> [Reading text]:
>> Start

According to American Forests Magazine, December 1973, "the custom of having a National Christmas Tree started in 1923 when President Coolidge accepted a giant fir sent him from Middlebury College in his native state of Vermont." It was then suggested "that it would be even nicer if the following Christmas we could have a living tree instead." Associate editor of American Forests, Lilian Cromelin, "remembered that American Forests had as an advertiser a nursery owner in New York Evelyn Smith, President of Amawalk Nurseries. Miss Smith was very easily persuaded that it would be an honor and a privilege to supply a living Christmas tree for the nation..."
Amawalk Nurseries, located primarily in the Town of Yorktown, was established by Major Orlando Jay Smith on 249 acres in 1904 and soon after his death in 1908 was managed by his daughters, Evelyn W. Smith and M. F. Smith. Evelyn became president of the company in 1919 when she purchased her sister's half of their father's estate. Major Smith was a Civil War veteran, founder of the Associated Press, friend to Ralph Waldo Emerson, author of two books and a tree hobbyist. He spent years cultivating his big tree nursery without ever selling a single tree, importing many rare specimens from England, Holland and France.
It was his daughter, Evelyn Smith, who put Amawalk Nurseries on the map. Unfortunately, while most of the million plus "big" trees were grown in Yorktown, Amawalk (a hamlet in western Somers) received the notoriety. The nursery grew to over 1,000 acres as Miss Smith (Mrs. Eric L. Hodge) purchased neighboring farms, including the old Post /Ferris farm (later the Henrietta Strong house) on Saw Mill River Road, which traditionally was said to be the headquarters of General Rochambeau. This property once served as barracks for 100 Italian laborers who worked at the nursery (Peekskill Evening Star, August 4, 1961).
Other historic properties she purchased were the Hallocks Mill pond, dam and property (on the comer of Hallock's Mill Road, Ridge Street, and Route 35/202), the David Irish property (house on the comer of Broad Street and Route 35/202 next to the school, including the school property), and the Flewellen property, across the brook from the Irish farm. Miss Smith converted an old barn on the Irish property into a tavern and antiques gallery which she operated for many years, and part of the Irish and Flewellen farms into a public golf course, which included a special test plot for comparing different kinds of grass seed for golf greens (Peekskill Evening Star, August 4, 1961 and Helen A. Murphy, 1940). There were other farms, such as the Seth Whitney farm (later Dr. Scholderfer's home and office on Route 202), but the most significant were the two Lee farms, totaling 330 acres: the home of Elijah Lee on Granite Springs Road (Guiding Eyes) and the Anson Lee farm on Route 202 and Granite Springs Road (Elizabeth Macaulay, NCN December 21, 1983).

>> End

> [Written request]:
Quote the passage on Amawalk Nurseries word for word, everything from "Amawalk Nurseries, located" down to "Holland and France.". The data that follows bears no relation to the passage on Amawalk Nurseries.

> [Recorded data]:
>> Start

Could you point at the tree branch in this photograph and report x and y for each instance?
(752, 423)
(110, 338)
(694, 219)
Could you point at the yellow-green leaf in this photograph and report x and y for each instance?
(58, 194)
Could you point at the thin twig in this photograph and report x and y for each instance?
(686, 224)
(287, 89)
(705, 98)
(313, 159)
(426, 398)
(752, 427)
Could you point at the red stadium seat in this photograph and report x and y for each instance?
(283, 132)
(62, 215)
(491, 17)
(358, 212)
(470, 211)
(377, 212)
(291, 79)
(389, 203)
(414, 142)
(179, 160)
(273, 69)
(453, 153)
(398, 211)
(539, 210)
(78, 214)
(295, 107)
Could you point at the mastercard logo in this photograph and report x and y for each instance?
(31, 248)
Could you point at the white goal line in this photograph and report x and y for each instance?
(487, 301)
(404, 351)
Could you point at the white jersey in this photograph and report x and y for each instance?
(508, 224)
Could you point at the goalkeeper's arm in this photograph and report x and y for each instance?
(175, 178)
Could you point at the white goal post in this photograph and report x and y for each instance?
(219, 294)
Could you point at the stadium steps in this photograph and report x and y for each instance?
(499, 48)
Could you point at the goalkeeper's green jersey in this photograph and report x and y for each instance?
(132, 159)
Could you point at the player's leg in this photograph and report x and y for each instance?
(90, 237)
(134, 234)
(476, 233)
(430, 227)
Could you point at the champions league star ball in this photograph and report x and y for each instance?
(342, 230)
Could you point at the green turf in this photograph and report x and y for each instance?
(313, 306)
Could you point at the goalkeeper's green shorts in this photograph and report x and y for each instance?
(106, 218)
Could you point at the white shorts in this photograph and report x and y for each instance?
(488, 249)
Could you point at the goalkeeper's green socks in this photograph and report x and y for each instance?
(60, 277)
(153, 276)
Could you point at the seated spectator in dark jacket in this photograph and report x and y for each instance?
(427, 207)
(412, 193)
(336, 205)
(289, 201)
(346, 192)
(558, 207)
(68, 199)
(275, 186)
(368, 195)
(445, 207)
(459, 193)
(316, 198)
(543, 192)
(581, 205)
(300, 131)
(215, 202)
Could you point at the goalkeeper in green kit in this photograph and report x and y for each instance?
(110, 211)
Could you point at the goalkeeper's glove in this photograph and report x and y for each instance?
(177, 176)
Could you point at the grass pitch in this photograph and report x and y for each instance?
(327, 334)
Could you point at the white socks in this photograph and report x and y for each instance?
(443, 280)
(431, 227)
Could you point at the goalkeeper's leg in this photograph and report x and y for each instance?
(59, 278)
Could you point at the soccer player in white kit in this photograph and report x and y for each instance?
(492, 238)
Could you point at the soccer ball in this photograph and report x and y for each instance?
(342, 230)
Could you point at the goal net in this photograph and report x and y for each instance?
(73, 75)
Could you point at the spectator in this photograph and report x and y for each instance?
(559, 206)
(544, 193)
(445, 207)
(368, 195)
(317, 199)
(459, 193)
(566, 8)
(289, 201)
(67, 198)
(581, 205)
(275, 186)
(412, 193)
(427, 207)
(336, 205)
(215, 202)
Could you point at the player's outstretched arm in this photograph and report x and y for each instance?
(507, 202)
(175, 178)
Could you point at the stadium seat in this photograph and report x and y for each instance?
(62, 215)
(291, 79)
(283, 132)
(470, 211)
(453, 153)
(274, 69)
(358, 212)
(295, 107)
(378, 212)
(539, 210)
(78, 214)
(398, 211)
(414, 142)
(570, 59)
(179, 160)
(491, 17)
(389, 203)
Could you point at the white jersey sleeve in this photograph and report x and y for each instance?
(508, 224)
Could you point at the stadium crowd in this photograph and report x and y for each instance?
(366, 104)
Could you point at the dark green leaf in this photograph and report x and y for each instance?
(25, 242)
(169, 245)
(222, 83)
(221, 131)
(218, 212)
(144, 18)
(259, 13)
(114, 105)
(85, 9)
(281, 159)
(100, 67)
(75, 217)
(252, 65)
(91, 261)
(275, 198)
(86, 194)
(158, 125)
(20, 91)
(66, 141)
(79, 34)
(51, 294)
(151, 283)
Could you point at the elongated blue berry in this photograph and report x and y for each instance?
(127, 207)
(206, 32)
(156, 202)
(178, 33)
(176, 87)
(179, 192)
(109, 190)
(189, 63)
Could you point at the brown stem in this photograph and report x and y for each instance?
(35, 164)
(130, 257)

>> End

> [Problem solution]:
Amawalk Nurseries, located primarily in the Town of Yorktown, was established by Major Orlando Jay Smith on 249 acres in 1904 and soon after his death in 1908 was managed by his daughters, Evelyn W. Smith and M. F. Smith. Evelyn became president of the company in 1919 when she purchased her sister's half of their father's estate. Major Smith was a Civil War veteran, founder of the Associated Press, friend to Ralph Waldo Emerson, author of two books and a tree hobbyist. He spent years cultivating his big tree nursery without ever selling a single tree, importing many rare specimens from England, Holland and France.